### WHAT YOU SHOULD DO
Reproduce every one of the entries below word for word, without changing anything.

▼

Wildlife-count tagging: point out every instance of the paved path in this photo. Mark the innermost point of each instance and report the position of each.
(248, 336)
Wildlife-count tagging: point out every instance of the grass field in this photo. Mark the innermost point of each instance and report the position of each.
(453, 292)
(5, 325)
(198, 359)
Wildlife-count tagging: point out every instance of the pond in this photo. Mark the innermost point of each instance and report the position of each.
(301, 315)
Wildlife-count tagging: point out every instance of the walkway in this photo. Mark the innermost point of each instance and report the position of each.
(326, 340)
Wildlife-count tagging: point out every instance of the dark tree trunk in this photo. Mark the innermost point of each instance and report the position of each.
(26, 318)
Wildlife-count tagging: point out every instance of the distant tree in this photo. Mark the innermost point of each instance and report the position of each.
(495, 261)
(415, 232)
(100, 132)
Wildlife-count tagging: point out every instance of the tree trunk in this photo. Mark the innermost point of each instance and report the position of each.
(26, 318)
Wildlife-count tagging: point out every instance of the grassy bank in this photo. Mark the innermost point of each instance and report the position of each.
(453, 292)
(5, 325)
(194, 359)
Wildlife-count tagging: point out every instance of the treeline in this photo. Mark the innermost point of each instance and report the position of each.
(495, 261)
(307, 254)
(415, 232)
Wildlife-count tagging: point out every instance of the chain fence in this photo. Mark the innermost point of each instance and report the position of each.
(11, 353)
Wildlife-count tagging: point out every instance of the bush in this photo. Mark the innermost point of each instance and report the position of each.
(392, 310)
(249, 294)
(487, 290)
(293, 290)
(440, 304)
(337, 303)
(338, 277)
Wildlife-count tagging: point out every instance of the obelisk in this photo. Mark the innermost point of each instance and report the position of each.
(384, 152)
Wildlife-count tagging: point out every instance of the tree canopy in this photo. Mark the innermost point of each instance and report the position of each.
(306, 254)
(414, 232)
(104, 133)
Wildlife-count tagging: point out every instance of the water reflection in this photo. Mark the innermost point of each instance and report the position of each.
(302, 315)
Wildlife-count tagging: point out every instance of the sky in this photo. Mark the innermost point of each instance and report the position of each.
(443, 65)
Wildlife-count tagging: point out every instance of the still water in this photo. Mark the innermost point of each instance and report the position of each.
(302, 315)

▲

### OUTPUT FOR THIS TASK
Wildlife-count tagging: point out every instance of the paved path in this photo. Mark the innermost point of each instance and report the position of each.
(248, 336)
Wildlife-count tagging: point out every instance of the grass field in this photo. Mark the innermost point of each instance and report the position of each.
(453, 292)
(5, 325)
(198, 359)
Wildlife-count tagging: point out every instance of the pond in this photo. Mark the innermost point of each instance and report the position of each.
(301, 315)
Wildlife-count tagging: point out every instance of the walkway in this photo. Mark the innermost point of each instance and report the position of each.
(326, 340)
Wildlife-count tagging: point out every instance of the dark tree trunk in this photo. Mark the innermost point of each instance and report the position of each.
(26, 318)
Wildlife-count tagging: point out every instance of the distant tree in this photo. Mark the innermost point of each instance and report the position of each.
(495, 261)
(415, 232)
(100, 132)
Wildlife-count tagging: point out every instance of the tree trunk in this photo. Mark the innermost point of each instance and report the position of each.
(26, 318)
Wildlife-count tagging: point out every instance of the grassy bank in this photo. Mark the innermost point of each instance and report the position of each.
(453, 292)
(5, 325)
(194, 359)
Wildlife-count tagging: point out every instance of the treeline in this photo. Mark the innermost point of each instance and report the position of each.
(495, 261)
(307, 254)
(415, 232)
Wildlife-count tagging: point out every instance of the chain fence in this photo. Mark the innermost point of each instance and report the position of each.
(11, 353)
Wildlife-count tagging: point out every instance of the bush in this photo. Mark the innermost point of each instance and report the position of each.
(392, 310)
(249, 294)
(487, 290)
(293, 290)
(440, 304)
(337, 303)
(338, 277)
Wildlife-count tagging: point out every instance of the obelisk in this photo. Mark the innermost point of each instance and report the position of each.
(384, 152)
Wildlife-count tagging: point out every instance of the tree canopy in this photo. Mark the innermost point of each instance and report the position of each.
(306, 254)
(414, 232)
(104, 133)
Wildlife-count tagging: point out every instance of the water reflection in this photo. Mark the innermost point of each instance and report the position of each.
(302, 315)
Wildlife-count tagging: point out every instance of the sky in this photo. Mark the innermost point of each instance and report the position of each.
(443, 65)
Wildlife-count tagging: point out every instance of the still water in this photo. Mark the innermost point of each instance and report the position of each.
(302, 315)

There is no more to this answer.